**Task objective:**
Starting at the first line and ending at the last, output the data exactly.

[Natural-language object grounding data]
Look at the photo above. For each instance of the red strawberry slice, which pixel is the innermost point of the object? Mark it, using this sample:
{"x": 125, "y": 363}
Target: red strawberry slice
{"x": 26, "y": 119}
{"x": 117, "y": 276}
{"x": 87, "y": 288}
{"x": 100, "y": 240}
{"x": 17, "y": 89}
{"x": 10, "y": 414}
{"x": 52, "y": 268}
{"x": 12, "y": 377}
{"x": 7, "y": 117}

**Response below:**
Look at the photo above. For each instance of the red strawberry slice, which pixel is the innermost point of the object? Mark it, using this sample:
{"x": 125, "y": 363}
Target: red strawberry slice
{"x": 26, "y": 119}
{"x": 117, "y": 276}
{"x": 87, "y": 288}
{"x": 100, "y": 240}
{"x": 17, "y": 89}
{"x": 10, "y": 414}
{"x": 52, "y": 268}
{"x": 12, "y": 377}
{"x": 7, "y": 117}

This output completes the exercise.